- **Document section**
Nanodiscs are homogenous in their lipid composition and this is in stark contrast to dynamic membranes where lipid compositions vary in the outer and inner leaflets. Furthermore, the presence of flippases and floppases result in the translocation of phospholipids in the membrane over time. It is known that the asymmetric lipid bilayers are important for the study of several membrane proteins. Currently it is difficult to maintain asymmetric lipid bilayers during assembly. Therefore, in future, template based methods are needed to create asymmetric lipid bilayers in nanodiscs in order to evaluate the role of this parameter in membrane protein function.

The combination of nanodisc technology with various biochemical technologies occludes study of the section of the protein that is largely buried in the lipid bilayers. While the nanodisc technology is very useful in studying interactions at the ends of the proteins, they completely shield the interactions along the length of the molecule that is buried within the nanodisc lipids. This can be important in fluorescence studies whereby the interactions at allosteric sites buried in the membrane region cannot be completely characterized using standard techniques.

While nanodisc is a platform to study protein-protein interactions, one big challenge is controlling the conformation of the proteins with respect to each other. Hence, the two different membrane proteins can adopt multiple conformations in the nanodiscs and there is no way to control the conformation of the two protein in nanodiscs or to ensure that they form productive complex. This challenge has been partially solved by using a DNA linker for the two interacting proteins and then cleaving the linker once the proteins are in nanodiscs, however the yields are extremely low and the method requires detailed optimization and is not easy to adapt to other protein partners. Therefore more template directed assembly methods needs to be explored in order to control the conformation of the protein with respect to each other in nanodiscs.

- **Source data**
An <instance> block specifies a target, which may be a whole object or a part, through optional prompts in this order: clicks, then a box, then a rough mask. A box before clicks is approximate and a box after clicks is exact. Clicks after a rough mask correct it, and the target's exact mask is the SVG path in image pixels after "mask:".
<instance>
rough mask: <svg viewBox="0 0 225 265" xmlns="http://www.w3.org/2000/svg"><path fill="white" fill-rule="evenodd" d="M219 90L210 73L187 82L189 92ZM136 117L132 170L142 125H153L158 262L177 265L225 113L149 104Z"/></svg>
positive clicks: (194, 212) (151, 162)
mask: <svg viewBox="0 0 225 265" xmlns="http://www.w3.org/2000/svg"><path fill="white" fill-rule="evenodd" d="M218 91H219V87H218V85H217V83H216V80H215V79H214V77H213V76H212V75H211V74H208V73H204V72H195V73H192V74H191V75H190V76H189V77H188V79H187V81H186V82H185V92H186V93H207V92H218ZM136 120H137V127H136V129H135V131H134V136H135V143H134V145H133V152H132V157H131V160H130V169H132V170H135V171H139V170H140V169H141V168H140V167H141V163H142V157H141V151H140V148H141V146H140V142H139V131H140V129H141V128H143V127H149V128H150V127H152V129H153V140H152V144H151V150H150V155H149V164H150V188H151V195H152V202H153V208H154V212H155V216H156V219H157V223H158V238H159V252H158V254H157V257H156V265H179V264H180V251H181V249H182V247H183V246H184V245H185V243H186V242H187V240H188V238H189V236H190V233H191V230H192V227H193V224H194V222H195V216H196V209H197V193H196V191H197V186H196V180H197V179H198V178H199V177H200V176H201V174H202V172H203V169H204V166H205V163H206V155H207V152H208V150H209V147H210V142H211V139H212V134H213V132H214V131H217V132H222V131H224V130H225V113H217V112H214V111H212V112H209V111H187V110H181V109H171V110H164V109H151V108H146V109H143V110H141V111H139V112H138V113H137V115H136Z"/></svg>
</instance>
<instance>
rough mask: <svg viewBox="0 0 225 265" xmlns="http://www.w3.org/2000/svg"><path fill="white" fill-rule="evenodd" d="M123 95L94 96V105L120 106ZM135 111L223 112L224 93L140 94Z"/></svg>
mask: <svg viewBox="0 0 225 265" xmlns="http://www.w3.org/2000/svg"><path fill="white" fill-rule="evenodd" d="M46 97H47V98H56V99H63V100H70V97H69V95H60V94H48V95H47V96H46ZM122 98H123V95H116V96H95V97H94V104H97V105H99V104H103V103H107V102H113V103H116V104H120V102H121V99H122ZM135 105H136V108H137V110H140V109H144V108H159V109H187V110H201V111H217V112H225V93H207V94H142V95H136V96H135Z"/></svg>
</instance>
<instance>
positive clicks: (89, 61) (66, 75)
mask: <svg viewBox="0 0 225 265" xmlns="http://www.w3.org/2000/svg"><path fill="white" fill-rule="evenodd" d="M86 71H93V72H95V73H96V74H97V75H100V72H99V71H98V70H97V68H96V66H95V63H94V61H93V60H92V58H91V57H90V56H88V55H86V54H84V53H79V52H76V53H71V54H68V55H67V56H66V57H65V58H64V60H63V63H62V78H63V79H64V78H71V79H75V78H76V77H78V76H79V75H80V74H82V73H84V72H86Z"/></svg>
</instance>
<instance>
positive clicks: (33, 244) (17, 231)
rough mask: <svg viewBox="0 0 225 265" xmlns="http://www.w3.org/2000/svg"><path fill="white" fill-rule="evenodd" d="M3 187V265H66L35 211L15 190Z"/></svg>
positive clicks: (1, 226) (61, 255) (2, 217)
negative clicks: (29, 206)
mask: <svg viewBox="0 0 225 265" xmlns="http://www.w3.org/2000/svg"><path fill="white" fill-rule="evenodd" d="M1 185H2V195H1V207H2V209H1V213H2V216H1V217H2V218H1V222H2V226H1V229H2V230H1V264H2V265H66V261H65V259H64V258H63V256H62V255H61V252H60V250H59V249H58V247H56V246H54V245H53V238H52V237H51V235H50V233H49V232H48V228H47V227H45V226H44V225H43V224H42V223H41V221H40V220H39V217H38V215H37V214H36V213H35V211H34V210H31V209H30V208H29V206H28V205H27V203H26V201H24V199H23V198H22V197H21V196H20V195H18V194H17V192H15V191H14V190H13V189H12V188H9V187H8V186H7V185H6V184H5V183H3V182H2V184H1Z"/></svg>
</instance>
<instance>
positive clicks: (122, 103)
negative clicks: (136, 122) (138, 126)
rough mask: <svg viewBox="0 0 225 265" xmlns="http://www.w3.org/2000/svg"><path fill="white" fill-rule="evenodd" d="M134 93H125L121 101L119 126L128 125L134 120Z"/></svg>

- **Work required**
In the nanodisc text, what method has partially solved the problem of controlling how two membrane proteins are oriented relative to each other?

- **Exercise answer**
Linking the two interacting proteins with a DNA linker, then cleaving the linker once the proteins are in nanodiscs.